• **Exercise prompt**:
Nothing in the records may be altered, and no picture may be included. Restate them in full.

• **Listed entries**:
------------------------------------
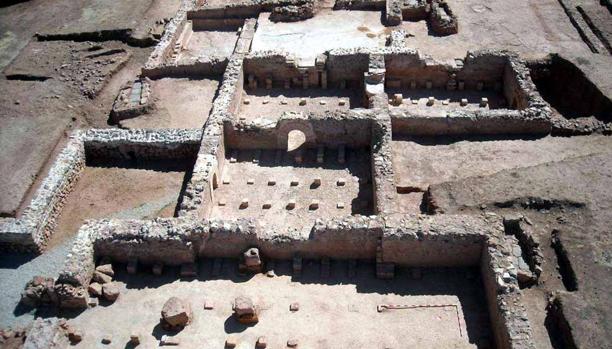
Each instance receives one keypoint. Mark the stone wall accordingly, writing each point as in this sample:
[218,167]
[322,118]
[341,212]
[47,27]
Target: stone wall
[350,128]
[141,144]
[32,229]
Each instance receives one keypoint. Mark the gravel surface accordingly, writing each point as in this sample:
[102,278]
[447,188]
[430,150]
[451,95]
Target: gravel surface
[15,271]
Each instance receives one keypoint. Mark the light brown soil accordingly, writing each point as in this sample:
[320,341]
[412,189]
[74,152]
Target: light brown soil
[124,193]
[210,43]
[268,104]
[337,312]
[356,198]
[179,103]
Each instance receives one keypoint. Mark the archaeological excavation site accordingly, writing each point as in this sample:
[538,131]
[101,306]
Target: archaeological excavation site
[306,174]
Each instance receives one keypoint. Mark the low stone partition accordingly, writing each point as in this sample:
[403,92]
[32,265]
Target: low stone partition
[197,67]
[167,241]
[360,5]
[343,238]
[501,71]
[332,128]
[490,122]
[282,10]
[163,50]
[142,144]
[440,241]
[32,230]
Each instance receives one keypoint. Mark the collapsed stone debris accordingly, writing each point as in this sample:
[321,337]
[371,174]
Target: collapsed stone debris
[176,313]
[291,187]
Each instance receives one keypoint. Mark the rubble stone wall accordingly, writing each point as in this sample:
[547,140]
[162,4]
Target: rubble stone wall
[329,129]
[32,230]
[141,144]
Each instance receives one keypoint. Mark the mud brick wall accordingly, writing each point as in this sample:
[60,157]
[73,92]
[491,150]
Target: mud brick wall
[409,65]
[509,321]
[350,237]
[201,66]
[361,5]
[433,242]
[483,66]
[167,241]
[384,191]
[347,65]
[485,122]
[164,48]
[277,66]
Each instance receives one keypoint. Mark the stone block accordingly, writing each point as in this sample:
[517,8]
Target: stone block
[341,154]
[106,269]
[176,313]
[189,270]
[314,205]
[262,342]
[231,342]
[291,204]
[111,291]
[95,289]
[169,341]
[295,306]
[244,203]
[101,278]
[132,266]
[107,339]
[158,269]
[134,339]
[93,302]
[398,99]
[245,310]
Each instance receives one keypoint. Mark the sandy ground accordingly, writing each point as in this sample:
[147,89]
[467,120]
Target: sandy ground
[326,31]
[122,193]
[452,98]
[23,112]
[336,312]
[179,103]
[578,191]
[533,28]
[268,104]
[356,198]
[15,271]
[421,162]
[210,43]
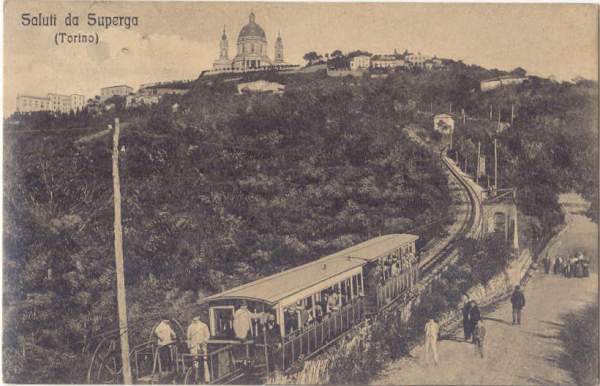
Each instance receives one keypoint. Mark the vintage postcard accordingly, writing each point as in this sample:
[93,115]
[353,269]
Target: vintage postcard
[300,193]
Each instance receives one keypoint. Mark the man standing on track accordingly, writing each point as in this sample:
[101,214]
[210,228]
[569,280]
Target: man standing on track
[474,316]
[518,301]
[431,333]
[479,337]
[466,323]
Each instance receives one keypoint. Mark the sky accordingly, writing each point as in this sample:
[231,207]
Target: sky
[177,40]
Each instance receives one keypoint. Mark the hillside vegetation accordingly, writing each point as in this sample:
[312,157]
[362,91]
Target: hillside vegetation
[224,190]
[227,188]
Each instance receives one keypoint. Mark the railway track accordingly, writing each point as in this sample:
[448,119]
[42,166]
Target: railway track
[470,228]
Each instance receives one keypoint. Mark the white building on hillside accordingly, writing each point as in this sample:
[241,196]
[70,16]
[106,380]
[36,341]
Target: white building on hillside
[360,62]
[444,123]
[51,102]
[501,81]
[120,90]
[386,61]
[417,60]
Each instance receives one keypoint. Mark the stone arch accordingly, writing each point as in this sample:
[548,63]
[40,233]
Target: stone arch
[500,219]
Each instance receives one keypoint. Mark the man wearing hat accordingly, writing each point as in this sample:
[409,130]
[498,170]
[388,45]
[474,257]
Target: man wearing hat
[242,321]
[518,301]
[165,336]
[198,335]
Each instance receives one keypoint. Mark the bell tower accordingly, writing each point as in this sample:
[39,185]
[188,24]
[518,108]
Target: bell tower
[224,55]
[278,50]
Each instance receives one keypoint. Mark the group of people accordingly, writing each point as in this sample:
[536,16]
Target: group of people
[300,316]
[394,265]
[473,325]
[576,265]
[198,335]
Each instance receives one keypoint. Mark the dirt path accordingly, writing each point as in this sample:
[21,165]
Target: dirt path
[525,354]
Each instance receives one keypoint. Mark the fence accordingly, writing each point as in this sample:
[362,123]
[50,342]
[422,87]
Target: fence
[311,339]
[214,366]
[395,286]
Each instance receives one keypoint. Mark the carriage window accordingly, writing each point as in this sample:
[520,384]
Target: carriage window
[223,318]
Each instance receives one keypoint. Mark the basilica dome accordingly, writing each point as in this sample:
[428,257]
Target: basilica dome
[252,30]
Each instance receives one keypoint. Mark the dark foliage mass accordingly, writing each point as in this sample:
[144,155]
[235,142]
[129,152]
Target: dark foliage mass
------------------------------------
• **Result of this exercise**:
Each instance receives one keypoint. Mark the stone wall accordingly, writing each point as in this sample:
[218,167]
[322,118]
[341,212]
[47,27]
Target: stone wall
[350,128]
[141,144]
[32,229]
Each instance receives one keypoint. Mark the gravel surface accordingly, writing each point as in this sample:
[102,278]
[447,188]
[430,150]
[451,95]
Target: gravel surface
[15,271]
Each instance receives one keypoint. Mark the light brown soil accordingly, writing each point as in this sample:
[320,341]
[412,189]
[74,152]
Target: light brown soil
[124,193]
[210,43]
[268,104]
[337,312]
[356,198]
[179,103]
Each instance receives one keypoint. Mark the archaeological excavation site accordingly, writing each point as in this sample:
[538,131]
[101,306]
Target: archaeological excavation site
[306,174]
Each instance receives one keypoint. Mark the low stone partition accordingly, writing each point as in this sample:
[403,92]
[32,265]
Target: low stone partition
[197,67]
[167,241]
[360,5]
[343,238]
[501,71]
[332,128]
[490,122]
[282,10]
[163,50]
[142,144]
[440,241]
[32,230]
Each instance receives one keypoint. Mark the collapsed stone debris accordingly, writing each point as in this sample:
[321,337]
[371,174]
Target: collapsed stone debris
[176,313]
[291,187]
Each instance receives one keypoint. Mark the rubble stone wall accordingly, writing each point as in this sample:
[547,140]
[162,4]
Target: rubble stone wall
[329,129]
[32,230]
[141,144]
Each instance receives one keypoint. Mark the mud brick wall accordingly, writing each point as in this sample:
[60,157]
[73,92]
[491,150]
Target: mud brick wall
[409,65]
[509,321]
[350,237]
[201,66]
[361,5]
[433,242]
[483,66]
[167,241]
[384,191]
[347,65]
[485,122]
[164,48]
[277,66]
Each instance receives one keypoint. Mark the stone block accordingly, writing each point as in this sample:
[517,8]
Target: stone block
[341,154]
[106,269]
[176,313]
[189,270]
[314,205]
[262,342]
[231,342]
[291,204]
[111,291]
[95,289]
[169,341]
[295,306]
[244,203]
[101,278]
[132,266]
[107,339]
[158,269]
[134,339]
[93,302]
[398,99]
[245,310]
Each instance receives one keypoint. Mark the sandy ground accordingly, writing each point as in this sample:
[147,89]
[467,120]
Target: sandy ground
[326,31]
[122,193]
[452,98]
[23,112]
[336,312]
[179,103]
[578,191]
[533,28]
[268,104]
[356,198]
[15,271]
[421,162]
[210,43]
Each instance receives one keypoint. Mark the vintage postcard accordingly, writing each point as in this sample:
[93,115]
[353,269]
Target: vintage postcard
[300,193]
Each instance receives one keypoint. Mark the man standing on track accordingly, writing each point as in this sample:
[101,214]
[210,228]
[569,280]
Target: man standing on track
[474,316]
[518,301]
[431,333]
[479,337]
[466,323]
Each instance receives one keypoint. Mark the sky accordingly, writing each point as in this sample:
[231,207]
Target: sky
[177,40]
Each instance receives one keypoint. Mark the hillside vegetation accordingly, writing each point as in this sample:
[312,157]
[362,91]
Target: hillside vegetation
[224,190]
[227,188]
Each instance receives one keypoint. Mark the railway track accordingly, writing each point as in this sample:
[448,119]
[42,166]
Target: railway track
[470,228]
Each instance receives one keypoint. Mark the white building on hillside accordingly, writing each point as in this sample:
[241,196]
[70,16]
[106,380]
[36,341]
Target: white building on hillside
[360,62]
[444,123]
[51,102]
[501,81]
[120,90]
[386,61]
[417,60]
Each instance receives one keypoint. Mark the stone arch accordingly, writing each point as in this sample:
[548,63]
[40,233]
Target: stone arch
[500,219]
Each instance receives one keypoint. Mark the man wearing hat accordingly, writing each point as in this sample:
[409,130]
[498,170]
[388,45]
[474,257]
Target: man wearing hat
[242,321]
[518,301]
[165,336]
[198,335]
Each instance receives one keypoint. Mark the bell tower accordingly, writing each point as in this sample:
[39,185]
[188,24]
[518,108]
Target: bell tower
[224,55]
[278,50]
Each instance receives one keypoint. Mark the group of people accordingly, writing each point as in this sample:
[536,16]
Target: group of people
[300,316]
[394,265]
[473,325]
[576,265]
[198,335]
Each instance receives one keypoint. Mark the dirt path accordingly, writing each point as in this sample:
[21,165]
Target: dirt path
[525,354]
Each instance receives one keypoint. Mark the fence accordingly, writing each point as in this sample:
[362,123]
[50,342]
[422,87]
Target: fence
[311,339]
[214,366]
[395,286]
Each instance receives one keypoint. Mark the carriage window accordingly, writing each point as in this sample:
[520,384]
Target: carriage window
[223,318]
Each instance receives one keypoint. Mark the basilica dome accordingly, writing each point as in this sample:
[428,257]
Target: basilica dome
[252,30]
Each instance receives one keypoint. Mark the dark foliage mass accordingly, writing each point as in this sample:
[144,155]
[235,142]
[129,152]
Target: dark foliage mass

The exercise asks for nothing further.